== Work instruction ==
Check each line of the material. Copy those containing "blurred".

== Dataset records ==

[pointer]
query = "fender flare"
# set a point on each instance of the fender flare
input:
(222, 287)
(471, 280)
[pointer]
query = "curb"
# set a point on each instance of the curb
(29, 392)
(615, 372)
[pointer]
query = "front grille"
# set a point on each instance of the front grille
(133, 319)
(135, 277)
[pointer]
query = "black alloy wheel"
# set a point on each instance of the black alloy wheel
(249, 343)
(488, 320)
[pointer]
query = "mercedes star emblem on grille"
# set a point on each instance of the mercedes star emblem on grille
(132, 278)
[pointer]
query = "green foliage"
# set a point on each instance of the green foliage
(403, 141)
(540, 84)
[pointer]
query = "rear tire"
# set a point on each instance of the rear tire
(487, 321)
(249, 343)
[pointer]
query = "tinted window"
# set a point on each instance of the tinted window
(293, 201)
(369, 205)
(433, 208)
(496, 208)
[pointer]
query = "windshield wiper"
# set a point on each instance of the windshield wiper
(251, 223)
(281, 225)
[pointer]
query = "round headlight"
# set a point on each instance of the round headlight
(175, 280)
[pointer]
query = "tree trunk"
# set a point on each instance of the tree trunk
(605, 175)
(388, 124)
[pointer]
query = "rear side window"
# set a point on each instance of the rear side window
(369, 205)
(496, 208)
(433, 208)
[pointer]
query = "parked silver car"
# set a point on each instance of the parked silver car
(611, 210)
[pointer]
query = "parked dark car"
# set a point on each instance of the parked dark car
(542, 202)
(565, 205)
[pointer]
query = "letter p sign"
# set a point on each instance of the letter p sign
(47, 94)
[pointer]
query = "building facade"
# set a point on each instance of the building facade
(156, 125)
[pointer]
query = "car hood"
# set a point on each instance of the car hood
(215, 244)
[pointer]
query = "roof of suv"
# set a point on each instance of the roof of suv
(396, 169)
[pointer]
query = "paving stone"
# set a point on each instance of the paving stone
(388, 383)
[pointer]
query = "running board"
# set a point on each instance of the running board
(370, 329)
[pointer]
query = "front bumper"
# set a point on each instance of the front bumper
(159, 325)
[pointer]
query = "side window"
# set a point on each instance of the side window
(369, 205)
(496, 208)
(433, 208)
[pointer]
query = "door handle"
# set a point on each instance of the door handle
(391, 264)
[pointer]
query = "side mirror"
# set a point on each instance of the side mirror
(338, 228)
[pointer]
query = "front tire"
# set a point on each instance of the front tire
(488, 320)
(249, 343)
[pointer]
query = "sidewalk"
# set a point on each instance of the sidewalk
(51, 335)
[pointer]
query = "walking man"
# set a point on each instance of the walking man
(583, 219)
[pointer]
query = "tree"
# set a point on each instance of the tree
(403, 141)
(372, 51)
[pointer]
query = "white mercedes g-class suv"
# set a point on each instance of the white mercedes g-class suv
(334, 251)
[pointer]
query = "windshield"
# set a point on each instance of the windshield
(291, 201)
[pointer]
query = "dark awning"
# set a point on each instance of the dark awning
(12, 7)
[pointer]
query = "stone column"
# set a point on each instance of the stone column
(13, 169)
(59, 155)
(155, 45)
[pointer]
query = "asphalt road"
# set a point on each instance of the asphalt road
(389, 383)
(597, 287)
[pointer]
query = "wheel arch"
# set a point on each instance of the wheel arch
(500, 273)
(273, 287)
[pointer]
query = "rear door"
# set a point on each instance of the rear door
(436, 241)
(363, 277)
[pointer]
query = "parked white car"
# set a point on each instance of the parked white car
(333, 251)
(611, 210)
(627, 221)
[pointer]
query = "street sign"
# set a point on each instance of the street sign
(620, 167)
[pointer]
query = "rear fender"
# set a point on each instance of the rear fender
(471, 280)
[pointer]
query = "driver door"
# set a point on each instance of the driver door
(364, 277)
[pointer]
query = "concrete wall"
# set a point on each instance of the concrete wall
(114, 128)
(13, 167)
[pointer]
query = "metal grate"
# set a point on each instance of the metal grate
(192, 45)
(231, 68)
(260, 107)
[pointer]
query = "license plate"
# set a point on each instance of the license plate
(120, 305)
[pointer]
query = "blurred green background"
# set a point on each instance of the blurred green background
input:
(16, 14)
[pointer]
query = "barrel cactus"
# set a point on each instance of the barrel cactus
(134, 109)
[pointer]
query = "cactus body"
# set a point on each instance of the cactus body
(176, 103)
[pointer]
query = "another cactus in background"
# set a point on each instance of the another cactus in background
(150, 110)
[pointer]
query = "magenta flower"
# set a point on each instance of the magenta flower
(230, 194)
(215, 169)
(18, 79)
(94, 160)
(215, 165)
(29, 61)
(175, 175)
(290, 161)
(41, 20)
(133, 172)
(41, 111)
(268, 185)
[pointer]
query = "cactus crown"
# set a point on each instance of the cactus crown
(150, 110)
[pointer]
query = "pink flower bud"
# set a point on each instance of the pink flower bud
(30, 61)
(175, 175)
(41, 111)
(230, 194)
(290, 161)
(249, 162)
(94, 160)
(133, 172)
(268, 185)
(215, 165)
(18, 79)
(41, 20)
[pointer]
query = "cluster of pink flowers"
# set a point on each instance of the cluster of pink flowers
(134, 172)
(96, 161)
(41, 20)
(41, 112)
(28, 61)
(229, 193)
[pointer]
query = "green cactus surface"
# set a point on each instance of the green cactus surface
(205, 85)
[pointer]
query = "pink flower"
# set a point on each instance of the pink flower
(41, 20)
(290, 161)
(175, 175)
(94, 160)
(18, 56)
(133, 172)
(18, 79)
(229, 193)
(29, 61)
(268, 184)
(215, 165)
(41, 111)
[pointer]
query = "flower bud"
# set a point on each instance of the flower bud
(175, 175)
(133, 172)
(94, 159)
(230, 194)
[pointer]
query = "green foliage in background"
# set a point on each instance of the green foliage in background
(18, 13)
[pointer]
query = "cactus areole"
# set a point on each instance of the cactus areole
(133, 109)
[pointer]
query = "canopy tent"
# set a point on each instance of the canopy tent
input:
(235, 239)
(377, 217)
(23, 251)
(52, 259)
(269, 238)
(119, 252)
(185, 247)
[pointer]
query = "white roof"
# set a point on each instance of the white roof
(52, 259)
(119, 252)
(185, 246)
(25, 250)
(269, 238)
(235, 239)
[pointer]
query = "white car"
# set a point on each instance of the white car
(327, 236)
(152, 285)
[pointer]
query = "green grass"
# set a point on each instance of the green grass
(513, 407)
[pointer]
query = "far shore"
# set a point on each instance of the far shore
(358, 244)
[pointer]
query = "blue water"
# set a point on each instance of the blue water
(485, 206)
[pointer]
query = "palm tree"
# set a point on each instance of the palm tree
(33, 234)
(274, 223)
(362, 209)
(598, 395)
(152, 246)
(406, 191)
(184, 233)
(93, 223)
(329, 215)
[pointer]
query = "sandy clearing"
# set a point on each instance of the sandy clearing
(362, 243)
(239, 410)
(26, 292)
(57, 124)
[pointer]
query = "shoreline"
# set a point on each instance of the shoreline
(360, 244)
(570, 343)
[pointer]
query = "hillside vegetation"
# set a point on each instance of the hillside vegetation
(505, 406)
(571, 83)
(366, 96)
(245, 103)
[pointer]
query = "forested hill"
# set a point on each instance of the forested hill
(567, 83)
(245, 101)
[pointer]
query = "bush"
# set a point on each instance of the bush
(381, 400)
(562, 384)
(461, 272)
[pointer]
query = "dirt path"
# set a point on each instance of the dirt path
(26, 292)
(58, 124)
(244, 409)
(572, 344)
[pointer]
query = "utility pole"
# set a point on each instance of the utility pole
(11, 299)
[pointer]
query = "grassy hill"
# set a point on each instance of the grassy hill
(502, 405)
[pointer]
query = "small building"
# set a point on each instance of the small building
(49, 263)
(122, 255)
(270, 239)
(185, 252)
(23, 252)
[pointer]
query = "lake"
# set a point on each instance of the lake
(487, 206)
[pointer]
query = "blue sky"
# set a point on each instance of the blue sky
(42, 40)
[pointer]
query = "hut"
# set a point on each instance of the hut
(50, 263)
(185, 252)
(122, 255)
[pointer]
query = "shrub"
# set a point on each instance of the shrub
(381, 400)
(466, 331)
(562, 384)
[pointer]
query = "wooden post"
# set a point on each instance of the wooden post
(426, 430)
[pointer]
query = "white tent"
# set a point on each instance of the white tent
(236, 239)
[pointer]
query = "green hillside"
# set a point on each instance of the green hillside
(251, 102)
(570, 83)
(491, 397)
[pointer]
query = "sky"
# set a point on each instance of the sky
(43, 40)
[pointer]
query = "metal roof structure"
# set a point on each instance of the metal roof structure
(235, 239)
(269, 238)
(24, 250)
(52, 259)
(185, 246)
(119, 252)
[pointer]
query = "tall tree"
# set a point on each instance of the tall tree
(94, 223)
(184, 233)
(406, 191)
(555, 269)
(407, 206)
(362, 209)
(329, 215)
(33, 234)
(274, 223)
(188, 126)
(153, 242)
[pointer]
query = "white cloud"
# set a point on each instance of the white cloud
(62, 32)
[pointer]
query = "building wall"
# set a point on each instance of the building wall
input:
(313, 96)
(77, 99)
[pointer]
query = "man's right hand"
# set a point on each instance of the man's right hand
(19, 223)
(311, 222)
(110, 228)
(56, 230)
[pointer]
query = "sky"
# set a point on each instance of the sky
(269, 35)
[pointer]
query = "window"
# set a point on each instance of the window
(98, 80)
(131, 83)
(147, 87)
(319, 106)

== Written answer ==
query = "blurred green background"
# set a point on each instance of the blurred green background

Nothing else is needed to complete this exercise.